Gaby Hinsliff 

As the iPhone 7 shows, technology has become part of the fashion industry

Increasingly the tech business is all about making good products artificially redundant and mediocre ones seem relevant
  
  

Fashionable boots
‘Watching Apple trying to flog its iPhone 7 this week on the grounds that this one’s got no headphone jack reminded me of nothing so much as bossy magazine covers telling you which ‘shoes to buy now.’ Photograph: Ettore Ferrari/EPA

It’s only fashion, darling. And yet you’d never know it from the fuss this week over the BBC’s latest fly-on-the-wall documentary series, set inside the offices of Vogue magazine. The big headline-grabbing revelation so far is – wait for it – that the magazine’s American and British editors occasionally fight with each other over who gets the hot cover model. Imagine: two very senior managers at the same company turning out to be slightly competitive with each other! Why, these “bitchy, backstabbing and bonkers” fashion mags (thank you, the Sun) are truly not as other workplaces.

But of course the point is that both senior managers concerned are ladies, not to mention working in an inherently comedy female world of hemlines and heels, and so – well, catfight klaxon! Cue lots of happy reminiscing about how the terrifying magazine boss immortalised in The Devil Wears Prada was actually based on a true story, plus the inevitable Daily Mail headline triumphantly proclaiming this as proof that women are their own worst enemies at work. Girls, eh? They can’t even run multimillion-pound businesses without competing for a profitable market position! Although strangely, it turns out they can run rings around a documentary-maker. (Poor Richard Macer only found out after filming stopped that Vogue’s British editor Alex Shulman had stitched him up like a kipper, making him sit through endless fake meetings as cover for what she was actually doing, namely secretly negotiating a world exclusive with the Duchess of Cambridge.)

It’s a shame, because beneath the froth is the makings of an interesting argument here about obsolescence and profit. At one point in filming a Vogue staffer says wistfully that, while the pressure is always to be coming up with something new, the problem is there isn’t always something new. As fashion director Lucinda Chambers puts it: “You’re making things redundant all the time and you’re also making them relevant – but in a very superficial way.”

Translation: fashion lives or dies on its ability to persuade you that the perfectly nice black trousers you bought only last year, possibly on Vogue’s recommendation, are now inexplicably all wrong and only this very slightly different pair of black trousers will do. And because there are ultimately only so many ways to wrap fabric round a human body, eventually people acquire all the vaguely flattering or useful ones, and start balking at spending money on yet more copies of something already in the wardrobe.

This state of grace – let’s call it “middle age” – is a rather liberating place for consumers but naturally terrifying for producers, and the desperate ruses the fashion industry adopts to get around this threat to profitability are what justifiably gets it a bad name.

The whispering insinuation is that failing to keep up is shaming if you’re young, ageing if you’re not. The hideous new trends are peddled more because they’re not like the old trends than because they actually look good, even on an apparently half-starved teenager with exceptionally good lighting. The bizarre shoots – let’s style it in the bath/using a model who looks 13 years old/in a manner vaguely suggestive of self-harm – are employed to make the same old stuff look somehow edgy again. And of course there are the faintly fascistic things occasionally said by designers, marinated too long in a culture where undermining people’s confidence is basically a commercial imperative.

+--

**TASK STATEMENT**
Quote the opinion piece on technology and fashion word for word, starting with "The whispering insinuation" and going on through "a commercial imperative.".

**EXTRACTED ENTRIES**

+--

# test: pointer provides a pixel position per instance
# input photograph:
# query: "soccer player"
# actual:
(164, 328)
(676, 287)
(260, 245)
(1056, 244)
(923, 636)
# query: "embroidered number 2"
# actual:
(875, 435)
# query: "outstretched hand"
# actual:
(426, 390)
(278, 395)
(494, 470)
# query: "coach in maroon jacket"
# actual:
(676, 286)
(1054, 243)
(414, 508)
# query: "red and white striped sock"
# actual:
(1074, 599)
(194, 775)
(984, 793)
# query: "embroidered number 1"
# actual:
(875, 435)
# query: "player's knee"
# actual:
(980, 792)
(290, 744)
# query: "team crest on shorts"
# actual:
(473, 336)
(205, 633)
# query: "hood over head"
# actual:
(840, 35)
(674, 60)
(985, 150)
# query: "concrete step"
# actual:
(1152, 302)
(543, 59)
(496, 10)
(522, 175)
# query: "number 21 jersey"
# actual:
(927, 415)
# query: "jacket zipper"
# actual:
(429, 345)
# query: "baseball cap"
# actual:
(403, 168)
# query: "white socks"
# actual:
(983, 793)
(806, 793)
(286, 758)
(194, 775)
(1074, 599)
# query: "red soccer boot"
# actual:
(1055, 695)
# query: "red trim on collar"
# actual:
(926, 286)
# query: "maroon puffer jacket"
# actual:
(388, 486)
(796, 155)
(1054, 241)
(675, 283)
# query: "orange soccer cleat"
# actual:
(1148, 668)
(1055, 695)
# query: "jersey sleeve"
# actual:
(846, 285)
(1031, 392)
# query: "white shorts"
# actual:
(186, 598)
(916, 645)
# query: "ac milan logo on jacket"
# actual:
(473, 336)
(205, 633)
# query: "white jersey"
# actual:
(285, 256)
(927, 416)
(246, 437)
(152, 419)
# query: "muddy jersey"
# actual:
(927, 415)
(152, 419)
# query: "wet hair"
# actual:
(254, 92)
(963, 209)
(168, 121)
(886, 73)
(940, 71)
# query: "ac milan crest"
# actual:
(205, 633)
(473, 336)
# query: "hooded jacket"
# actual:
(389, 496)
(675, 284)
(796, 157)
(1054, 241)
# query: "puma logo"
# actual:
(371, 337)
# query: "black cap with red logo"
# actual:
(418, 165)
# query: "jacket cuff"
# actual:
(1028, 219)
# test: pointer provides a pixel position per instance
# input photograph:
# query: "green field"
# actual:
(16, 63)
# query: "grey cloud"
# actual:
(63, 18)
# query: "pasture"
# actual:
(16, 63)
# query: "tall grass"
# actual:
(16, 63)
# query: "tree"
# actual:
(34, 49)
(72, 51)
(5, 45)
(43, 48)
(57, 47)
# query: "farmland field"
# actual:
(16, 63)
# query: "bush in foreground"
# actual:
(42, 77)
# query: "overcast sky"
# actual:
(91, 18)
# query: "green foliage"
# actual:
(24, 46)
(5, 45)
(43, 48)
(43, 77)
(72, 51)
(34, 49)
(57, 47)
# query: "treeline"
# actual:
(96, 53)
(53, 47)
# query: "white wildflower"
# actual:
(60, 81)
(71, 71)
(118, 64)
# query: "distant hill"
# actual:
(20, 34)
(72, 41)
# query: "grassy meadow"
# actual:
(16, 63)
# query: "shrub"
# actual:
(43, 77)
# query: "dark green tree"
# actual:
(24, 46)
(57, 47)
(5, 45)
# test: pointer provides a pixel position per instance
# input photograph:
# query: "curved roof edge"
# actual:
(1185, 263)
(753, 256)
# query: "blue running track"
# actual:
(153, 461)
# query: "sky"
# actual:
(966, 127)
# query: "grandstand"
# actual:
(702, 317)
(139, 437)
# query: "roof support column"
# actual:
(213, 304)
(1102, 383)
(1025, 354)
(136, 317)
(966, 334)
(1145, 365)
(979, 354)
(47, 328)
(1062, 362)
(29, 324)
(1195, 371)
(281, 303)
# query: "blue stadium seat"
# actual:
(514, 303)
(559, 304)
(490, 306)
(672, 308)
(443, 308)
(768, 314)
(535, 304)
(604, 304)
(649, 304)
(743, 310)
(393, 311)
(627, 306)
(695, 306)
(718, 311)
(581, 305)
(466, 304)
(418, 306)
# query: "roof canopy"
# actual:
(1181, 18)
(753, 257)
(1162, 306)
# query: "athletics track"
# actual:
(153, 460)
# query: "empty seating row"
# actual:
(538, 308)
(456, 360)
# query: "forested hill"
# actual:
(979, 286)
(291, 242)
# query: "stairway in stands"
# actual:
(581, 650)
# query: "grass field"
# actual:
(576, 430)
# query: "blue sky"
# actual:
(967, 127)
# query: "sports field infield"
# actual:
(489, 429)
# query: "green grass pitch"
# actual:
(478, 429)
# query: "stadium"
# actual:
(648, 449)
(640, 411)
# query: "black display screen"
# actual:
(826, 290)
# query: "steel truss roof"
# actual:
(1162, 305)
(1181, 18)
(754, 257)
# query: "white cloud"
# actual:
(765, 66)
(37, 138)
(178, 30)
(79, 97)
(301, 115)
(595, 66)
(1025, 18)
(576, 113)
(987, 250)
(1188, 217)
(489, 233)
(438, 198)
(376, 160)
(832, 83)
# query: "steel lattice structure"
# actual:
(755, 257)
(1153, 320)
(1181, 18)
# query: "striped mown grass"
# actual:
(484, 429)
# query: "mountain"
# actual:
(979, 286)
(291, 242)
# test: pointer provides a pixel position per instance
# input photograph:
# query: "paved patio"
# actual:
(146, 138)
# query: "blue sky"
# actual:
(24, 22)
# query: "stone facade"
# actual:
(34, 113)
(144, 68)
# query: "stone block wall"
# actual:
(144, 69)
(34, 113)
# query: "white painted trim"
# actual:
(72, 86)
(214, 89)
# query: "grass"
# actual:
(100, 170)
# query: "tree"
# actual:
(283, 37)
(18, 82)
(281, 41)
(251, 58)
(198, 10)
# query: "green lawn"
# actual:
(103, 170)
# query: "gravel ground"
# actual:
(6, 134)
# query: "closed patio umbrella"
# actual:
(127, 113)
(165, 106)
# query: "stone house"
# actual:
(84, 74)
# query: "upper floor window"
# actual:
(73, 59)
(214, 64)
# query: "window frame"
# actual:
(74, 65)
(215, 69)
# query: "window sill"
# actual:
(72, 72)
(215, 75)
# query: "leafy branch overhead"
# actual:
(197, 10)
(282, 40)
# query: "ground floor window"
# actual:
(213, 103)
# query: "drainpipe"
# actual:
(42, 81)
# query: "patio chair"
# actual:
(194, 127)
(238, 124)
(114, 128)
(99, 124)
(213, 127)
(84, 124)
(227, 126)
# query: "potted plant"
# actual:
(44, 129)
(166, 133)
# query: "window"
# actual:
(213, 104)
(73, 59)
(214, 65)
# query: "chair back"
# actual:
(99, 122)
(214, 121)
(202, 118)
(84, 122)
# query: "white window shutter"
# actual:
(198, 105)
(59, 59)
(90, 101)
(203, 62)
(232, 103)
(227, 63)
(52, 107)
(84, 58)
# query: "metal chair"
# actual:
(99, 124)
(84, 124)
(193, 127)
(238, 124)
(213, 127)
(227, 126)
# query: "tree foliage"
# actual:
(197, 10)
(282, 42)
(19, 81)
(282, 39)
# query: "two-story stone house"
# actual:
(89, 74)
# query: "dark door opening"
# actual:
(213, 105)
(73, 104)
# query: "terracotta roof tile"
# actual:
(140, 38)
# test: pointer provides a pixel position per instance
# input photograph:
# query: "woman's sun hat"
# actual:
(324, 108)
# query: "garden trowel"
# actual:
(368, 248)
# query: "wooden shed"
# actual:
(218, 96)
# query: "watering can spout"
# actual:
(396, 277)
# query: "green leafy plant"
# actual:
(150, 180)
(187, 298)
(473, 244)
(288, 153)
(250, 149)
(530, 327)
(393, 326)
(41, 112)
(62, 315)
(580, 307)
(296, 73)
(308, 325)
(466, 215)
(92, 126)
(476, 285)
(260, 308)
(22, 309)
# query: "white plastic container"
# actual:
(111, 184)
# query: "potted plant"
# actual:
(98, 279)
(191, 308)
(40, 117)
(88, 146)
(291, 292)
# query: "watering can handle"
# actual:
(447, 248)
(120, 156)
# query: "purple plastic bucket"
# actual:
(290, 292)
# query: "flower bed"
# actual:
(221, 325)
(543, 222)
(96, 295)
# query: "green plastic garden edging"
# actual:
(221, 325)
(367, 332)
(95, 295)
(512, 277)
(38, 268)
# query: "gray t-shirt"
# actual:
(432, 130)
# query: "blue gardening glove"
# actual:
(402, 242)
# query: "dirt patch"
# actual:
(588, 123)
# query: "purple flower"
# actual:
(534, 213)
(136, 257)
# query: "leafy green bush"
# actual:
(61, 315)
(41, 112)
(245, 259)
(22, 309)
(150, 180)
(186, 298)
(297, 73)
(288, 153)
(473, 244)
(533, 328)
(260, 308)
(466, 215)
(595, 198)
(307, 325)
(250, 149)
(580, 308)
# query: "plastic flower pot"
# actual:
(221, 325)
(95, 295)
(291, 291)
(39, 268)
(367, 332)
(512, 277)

+--

**WORKED SOLUTION**
The whispering insinuation is that failing to keep up is shaming if you’re young, ageing if you’re not. The hideous new trends are peddled more because they’re not like the old trends than because they actually look good, even on an apparently half-starved teenager with exceptionally good lighting. The bizarre shoots – let’s style it in the bath/using a model who looks 13 years old/in a manner vaguely suggestive of self-harm – are employed to make the same old stuff look somehow edgy again. And of course there are the faintly fascistic things occasionally said by designers, marinated too long in a culture where undermining people’s confidence is basically a commercial imperative.